PAGE EXCERPT>
################

As per media reports, dated August 2020, the Reserve Bank of India (RBI) has released its annual report for 2019-2020. The report says, moratoriums on loan instalments, deferment of interest payments and restructuring may have implications for the financial health of banks, unless they are closely monitored and judiciously used. These initiatives were taken to reduce the economic impact of Covid-19 and have averted a big spike in non-performing assets (NPAs), which had been reported likely to increase from 8.5 per cent in March 2020 to 12.5 per cent by March 2021 to 14.7 per cent in worse condition, in case of all Scheduled Commercial Banks (SCBs).
Main Takeaways of the Report
Risk Aversion
Banks have become extremely careful while giving fresh loans to borrowers due to the fear that loans could turn bad in future. Since March 2020, the RBI has infused around Rs. 8-9 lakh crore into the banking system including multiple rounds of long-term repo operations, cutting the repo rate by a total 115 points since March 2020.
Bank Fraud
In 2019-20, frauds of Rs.1,00,000 and above value have more than doubled, increasing by 28 per cent in volume. There were 6,799 frauds involving Rs. 71,543 crores as of March 2019, the number of frauds jumped to 8,707 involving a whopping Rs 1,85,644 crore. Most of them are in loan portfolios of banks, both in terms of number and value. However, the average lag in the detection of frauds remains long.
Slow Economic Recovery
The economic contraction will take longer time to regain the pre-COVID momentum as the shock to consumption is severe. Discretionary elements in private consumption have significantly reduced, particularly in transport services, hospitality, recreation, and cultural activities. In some areas of work like hospitality, hotels and restaurants, airlines and tourism, employment losses are more severe than in other areas.

################

PROVIDED DATA>
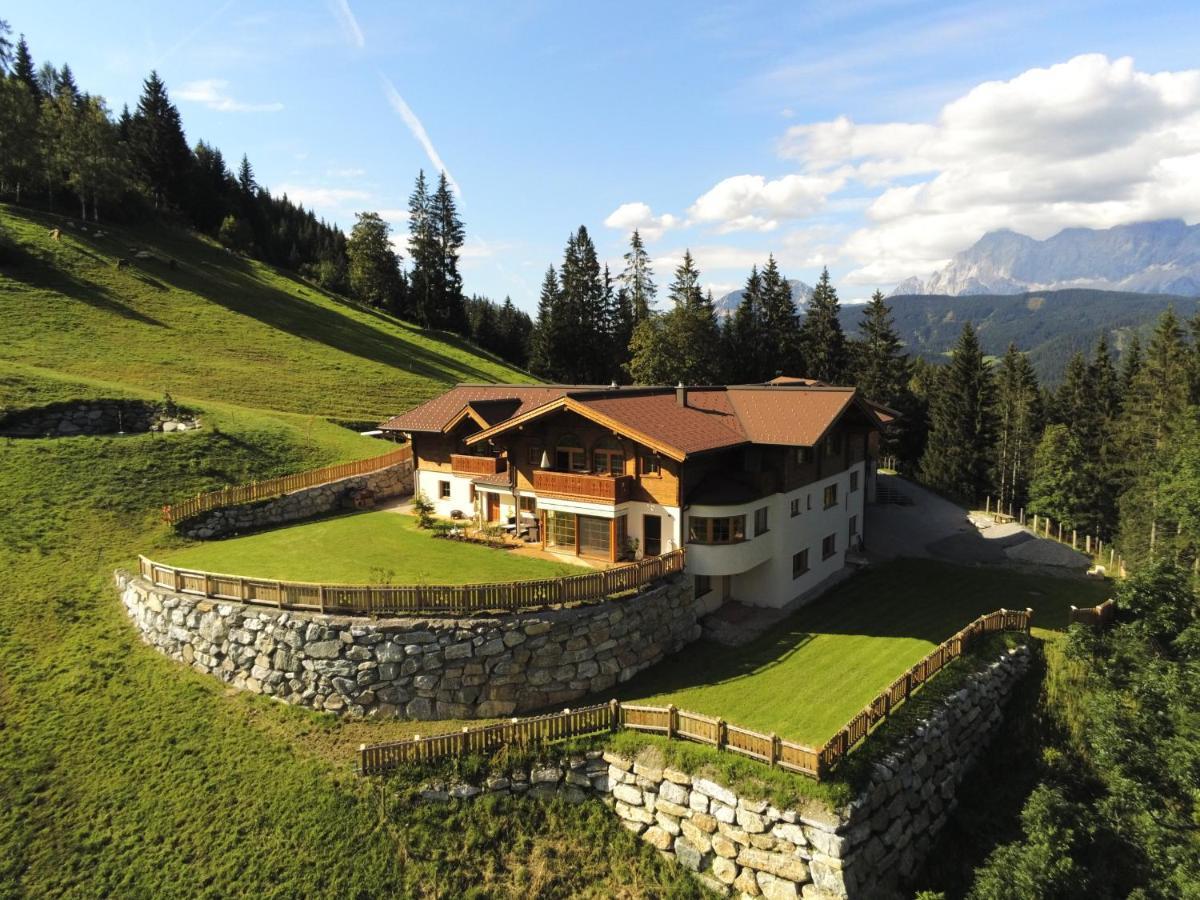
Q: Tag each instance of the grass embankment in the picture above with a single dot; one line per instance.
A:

################

ACTIVITIES>
a: Please list the headings that appear under "Main Takeaways of the Report" in the RBI annual report excerpt.
b: Extend the excerpt on the RBI annual report for 2019-2020, starting after its final sentence.
None of the data is needed for what comes next.

ANSWERS TO THE EXERCISE>
a:
Risk Aversion
Bank Fraud
Slow Economic Recovery

b:
The sharp cut in the corporate tax rate, announced in 2019, did not help in restarting the investment cycle as was intended. Instead, it has been used by companies to reduce debt and build up cash balances.
Inflation
As per the report, headline inflation may remain elevated in the second quarter of 2020-21 but may moderate during the second half of 2020- 21. However, retail inflation was at 6.93 per cent in July 2020, above the upper tolerance limit of 6 per cent.
Therefore, targeted public investment, funded by asset monetisation and privatisation of major ports should be adopted to revive the economy. Goods and Services Tax (GST) council type of apex authorities can be set up in regard of land, labour, and power to drive structural reforms as well as the speedier implementation of infra projects.
Recapitalisation of public sector banks may no longer suffice to absorb post-pandemic losses though it assumes significance as the minimum capital requirements, calibrated on the basis of historical loss events.